I heard Serge Gainsbourg, and it was goodbye Bethnal Green, hello Paris

The king of raffishness proved to be the antidote to skinny kids in porkpie hats, and the spark that lit the flame of francophilia

It was 2005 and my desk was covered in a mountain of polycarbonate plastic and press releases nobody would ever read, and I was feeling jaded. These were the days when record companies were still getting their heads around digital, and one of the perks of a music journalist’s working life was to receive untold amounts of clutter through the post; a deluge of CDs, band T-shirts, DVDs, occasional vinyl and weird, bespoke merchandise that only served to perplex. Yet such was the poor output that year that the endless pile was starting to depress me. Day after day I’d systematically work my way through the small environmental catastrophe on my desk, listening, writing scathing review upon scathing review and wondering what all the negativity was doing to my soul. We were living through a post-Libertines era of crack skiffle and what was neatly named “landfill indie”. Bethnal Green Road in east London, where I worked, was teeming with bands of guileless, skinny white kids decked out in porkpie hats emoting purely in honking glottal stops. That period also saw the start of the insidious, inexorable rise of the ukulele, the ultimate modern symbol of blandification. Hard times.

In and among all the shiny refuse, however, came salvation, and I thank whoever it was that sent me the double DVD of Serge Gainsbourg’s career-encompassing D’Autres Nouvelles des Étoiles because it changed my life. There are two volumes, with 88 videos in all, collected mostly from TV appearances. It begins with a nervy and rather geeky looking Gainsbourg singing jazz-inflected chansons in black and white in 1958, and ends with the worryingly dubious videos he made with his 13-year-old daughter Charlotte in 1986. And what a career in between.

Over three decades, Serge genre-hopped from jazz to pop and from funk to reggae with extraordinary panache. There were the duets with Brigitte Bardot, France Gall and Anna Karina, among others, and then with his longtime partner and muse, Jane Birkin, whom we still collectively remember as the elfin foil to Gainsbourg’s raffish, open-shirted, Lee Cooper-clad, espadrille-wearing incarnation – even if we weren’t there at the time. What really caught my eyes and ears initially were those rather kitsch and slightly raunchy pop videos made with Birkin for every track on Histoire de Melody Nelson. Appearing on the DVD at the outset of volume two, they were made with the most cutting-edge bluescreen technology known to humanity in 1971. When they went out on French telly, they were ephemeral vignettes of candy, but collected for posterity, they amplify the magnificence of Gainsbourg’s undisputed chef d’oeuvre; by the conclusion of Cargo Culte – the final song in the video suite – I called off the search for the holy grail.

But it wasn’t just Melody that had so beguiled me; from the off I was completely transfixed by everything Gainsbourg wrote and performed, and it was a little baffling that he’d evaded me for so long, hiding in plain sight. Sure, I’d heard of this arrogant Frenchman and I’d heard Je T’aime (Moi Non Plus); I knew he’d asked Whitney Houston to fuck him on live TV; I even had some drinking buddies in Dublin who spoke of him in hushed whispers when I visited, though I didn’t take much notice at the time. It was ironic that, all of a sudden, Serge was now speaking to me directly, because I could barely understand a word he was saying. I wanted to know what all the dirty things he was singing about meant, so I enrolled in French classes. Six weeks of lessons later and I realised I still couldn’t speak French and that it might take a bit longer than I’d planned.

#### Task instructions:
Write what comes next in the essay about discovering Serge Gainsbourg, picking up after its last sentence.

#### Extracted material:
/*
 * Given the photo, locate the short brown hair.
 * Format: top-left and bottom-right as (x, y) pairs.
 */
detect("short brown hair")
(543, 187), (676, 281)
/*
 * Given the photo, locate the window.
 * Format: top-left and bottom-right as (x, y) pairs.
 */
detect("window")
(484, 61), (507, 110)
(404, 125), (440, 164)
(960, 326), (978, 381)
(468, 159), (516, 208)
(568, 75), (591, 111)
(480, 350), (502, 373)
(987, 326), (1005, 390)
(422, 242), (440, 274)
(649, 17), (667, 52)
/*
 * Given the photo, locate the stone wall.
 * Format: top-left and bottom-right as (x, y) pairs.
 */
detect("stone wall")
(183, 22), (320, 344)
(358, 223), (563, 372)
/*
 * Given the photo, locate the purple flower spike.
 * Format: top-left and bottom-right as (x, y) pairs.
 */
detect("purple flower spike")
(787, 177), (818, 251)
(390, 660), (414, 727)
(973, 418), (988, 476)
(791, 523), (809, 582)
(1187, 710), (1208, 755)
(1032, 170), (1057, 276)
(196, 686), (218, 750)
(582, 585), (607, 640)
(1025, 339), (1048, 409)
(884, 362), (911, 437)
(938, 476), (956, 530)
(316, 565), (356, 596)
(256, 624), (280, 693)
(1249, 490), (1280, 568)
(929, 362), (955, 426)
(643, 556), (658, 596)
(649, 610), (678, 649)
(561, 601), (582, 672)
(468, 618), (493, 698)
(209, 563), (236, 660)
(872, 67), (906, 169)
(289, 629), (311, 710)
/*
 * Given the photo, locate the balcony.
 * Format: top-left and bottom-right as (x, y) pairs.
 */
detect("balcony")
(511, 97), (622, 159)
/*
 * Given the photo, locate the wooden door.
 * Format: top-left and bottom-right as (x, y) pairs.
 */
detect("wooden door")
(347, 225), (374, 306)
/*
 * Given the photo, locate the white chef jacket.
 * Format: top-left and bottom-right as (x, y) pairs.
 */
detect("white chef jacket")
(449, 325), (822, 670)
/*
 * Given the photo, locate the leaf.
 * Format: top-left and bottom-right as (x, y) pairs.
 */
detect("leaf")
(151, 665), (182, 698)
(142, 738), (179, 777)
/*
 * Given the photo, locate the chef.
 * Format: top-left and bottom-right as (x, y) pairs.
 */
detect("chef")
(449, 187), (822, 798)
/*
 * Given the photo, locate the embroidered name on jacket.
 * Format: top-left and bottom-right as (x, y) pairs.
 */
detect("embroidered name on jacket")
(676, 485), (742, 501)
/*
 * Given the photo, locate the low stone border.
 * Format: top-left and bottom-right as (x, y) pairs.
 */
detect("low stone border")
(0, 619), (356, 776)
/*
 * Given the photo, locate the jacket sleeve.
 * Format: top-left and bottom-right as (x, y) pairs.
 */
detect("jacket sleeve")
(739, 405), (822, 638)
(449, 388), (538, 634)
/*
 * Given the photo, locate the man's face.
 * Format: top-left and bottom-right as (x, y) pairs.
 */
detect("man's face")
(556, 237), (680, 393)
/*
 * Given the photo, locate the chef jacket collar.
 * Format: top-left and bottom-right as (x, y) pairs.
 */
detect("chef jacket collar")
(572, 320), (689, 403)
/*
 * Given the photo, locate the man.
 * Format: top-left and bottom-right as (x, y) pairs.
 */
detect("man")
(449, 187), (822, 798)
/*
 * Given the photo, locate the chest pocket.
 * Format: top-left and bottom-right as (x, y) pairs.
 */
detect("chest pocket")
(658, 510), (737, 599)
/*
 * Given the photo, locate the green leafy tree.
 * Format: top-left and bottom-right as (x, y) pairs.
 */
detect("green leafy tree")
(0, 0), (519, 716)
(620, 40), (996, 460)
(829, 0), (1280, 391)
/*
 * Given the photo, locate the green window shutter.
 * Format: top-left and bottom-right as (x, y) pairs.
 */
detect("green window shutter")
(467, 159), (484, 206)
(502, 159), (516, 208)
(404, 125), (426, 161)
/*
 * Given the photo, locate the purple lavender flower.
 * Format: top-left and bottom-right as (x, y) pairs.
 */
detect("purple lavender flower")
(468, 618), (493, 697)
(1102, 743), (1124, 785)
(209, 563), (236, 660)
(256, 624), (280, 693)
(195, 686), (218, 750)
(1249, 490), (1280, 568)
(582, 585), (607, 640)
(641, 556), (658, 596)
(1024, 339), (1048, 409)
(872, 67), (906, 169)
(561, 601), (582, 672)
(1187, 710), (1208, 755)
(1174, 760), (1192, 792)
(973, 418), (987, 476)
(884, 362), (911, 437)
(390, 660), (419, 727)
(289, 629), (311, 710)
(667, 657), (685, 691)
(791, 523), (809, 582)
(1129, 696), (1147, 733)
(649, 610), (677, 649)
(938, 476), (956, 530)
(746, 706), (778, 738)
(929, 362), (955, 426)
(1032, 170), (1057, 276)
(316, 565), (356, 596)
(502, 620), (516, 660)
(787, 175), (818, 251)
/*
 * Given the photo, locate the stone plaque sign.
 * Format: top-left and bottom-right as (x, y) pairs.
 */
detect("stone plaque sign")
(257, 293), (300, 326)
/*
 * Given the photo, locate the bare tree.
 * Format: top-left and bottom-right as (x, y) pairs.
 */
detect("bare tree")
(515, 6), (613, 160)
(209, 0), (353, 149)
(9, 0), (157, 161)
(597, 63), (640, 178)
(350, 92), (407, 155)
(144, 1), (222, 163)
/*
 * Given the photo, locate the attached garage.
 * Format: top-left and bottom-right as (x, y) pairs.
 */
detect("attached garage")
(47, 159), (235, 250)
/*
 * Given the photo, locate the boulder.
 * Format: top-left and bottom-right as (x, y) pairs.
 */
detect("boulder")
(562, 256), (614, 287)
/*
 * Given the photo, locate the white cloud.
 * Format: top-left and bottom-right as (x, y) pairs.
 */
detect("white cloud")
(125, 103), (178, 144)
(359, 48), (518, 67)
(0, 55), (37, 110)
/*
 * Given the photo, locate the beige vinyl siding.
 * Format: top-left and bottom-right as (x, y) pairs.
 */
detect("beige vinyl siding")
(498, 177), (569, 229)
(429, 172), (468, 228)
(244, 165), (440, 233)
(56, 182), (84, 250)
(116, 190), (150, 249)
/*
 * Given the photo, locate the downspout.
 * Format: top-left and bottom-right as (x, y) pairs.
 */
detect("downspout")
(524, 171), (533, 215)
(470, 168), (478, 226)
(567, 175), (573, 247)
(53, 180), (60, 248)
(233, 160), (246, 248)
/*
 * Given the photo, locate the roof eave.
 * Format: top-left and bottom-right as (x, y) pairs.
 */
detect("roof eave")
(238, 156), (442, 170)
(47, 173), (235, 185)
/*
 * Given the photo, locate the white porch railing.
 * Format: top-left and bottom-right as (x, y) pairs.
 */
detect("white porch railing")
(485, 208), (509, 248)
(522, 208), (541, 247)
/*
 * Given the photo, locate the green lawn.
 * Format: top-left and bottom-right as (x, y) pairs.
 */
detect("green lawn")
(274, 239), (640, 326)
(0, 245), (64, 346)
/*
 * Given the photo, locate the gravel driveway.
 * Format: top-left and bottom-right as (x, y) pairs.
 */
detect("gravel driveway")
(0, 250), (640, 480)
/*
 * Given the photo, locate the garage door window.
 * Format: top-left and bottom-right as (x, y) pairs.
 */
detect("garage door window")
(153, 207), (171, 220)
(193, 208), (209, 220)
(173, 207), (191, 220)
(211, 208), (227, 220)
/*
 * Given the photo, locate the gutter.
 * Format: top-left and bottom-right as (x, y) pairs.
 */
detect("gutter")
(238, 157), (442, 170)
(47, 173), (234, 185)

#### Reply:
I’d certainly had no interest in learning the language when I was at school – I gave it up before I’d even reached the GCSE years. There was no hint back then that I’d become what some pejoratively call a francophile; I didn’t swoon over the classical French typeface Mistral, and I didn’t get a twinge when my French teacher, Mrs Holloway, drove by in her Citroën 2CV. It didn’t even bother me that my best friend, Kevin, and his parents got to indulge in the Normandy exotica of calvados and camembert for two weeks a year while my family holidayed in Cornwall (I lived in Cornwall, so it wasn’t much to write home about, especially as we were at home).

My love of Gainsbourg did become a gateway to French culture, though, and through him I’ve discovered a galaxy of artists. It’s an inexhaustible list and in no particular order or vintage currently includes Sébastien Tellier, Jacques Dutronc, Fauve, Christine and the Queens, Orval Carlos Sibelius, Air, Feu! Chatterton, Françoise Hardy, Moodoïd, and the Belgians Stromae and Benjamin Schoos … These records take turns on my record deck with Bowie, Roxy Music and Tom Waits. The thing that puzzles me about French culture and the UK’s relationship with it is that it’s right on our doorstep and yet we roundly ignore it. Is it just the language barrier or are there other issues at play? As the crow flies, Paris is only 50 miles further from London than Manchester in the other direction, and yet if you spent all day listening to the Smiths, Joy Division and the Fall you wouldn’t get accused of being a mancophile, because that word doesn’t exist.

Gainsbourg soundtracked my life and became a companion, inspiring me and being there during the good times and the difficult ones, too. When I gave up smoking, I vicariously puffed through Serge, who always had one lit. When I gave up drinking – which was more problematic – I vicariously drank through Serge, the “Intoxicated Man” of his own chanson. I no longer had the stomach for making a drunken arse of myself and decided to get sober, whereas Gainsbourg never quit anything in his life. Even after his first heart attack he resolved to smoke more, and later he invented the character Gainsbarre – his alter ego - who said terrible things and behaved scandalously, or at least that was how he justified it to himself. His plunge into self-destruction was almost admirable in its nihilistic ambition. It must be said that his alcoholism was the functional variety until near the very end (mine less so) and he certainly got a lot done despite that handicap.

Getting sober meant I suddenly had money in my pocket for the first time in my life, and the only thing that made sense to me at that time was to visit Paris. And so I went, and then I went again and again. I went to gigs and I flâneured and hung around drinking coffee, speaking terrible French, and I felt completely relaxed in a way I never could in London. I’m no great believer in serendipity, but sometimes life throws up coincidences that can truly astonish.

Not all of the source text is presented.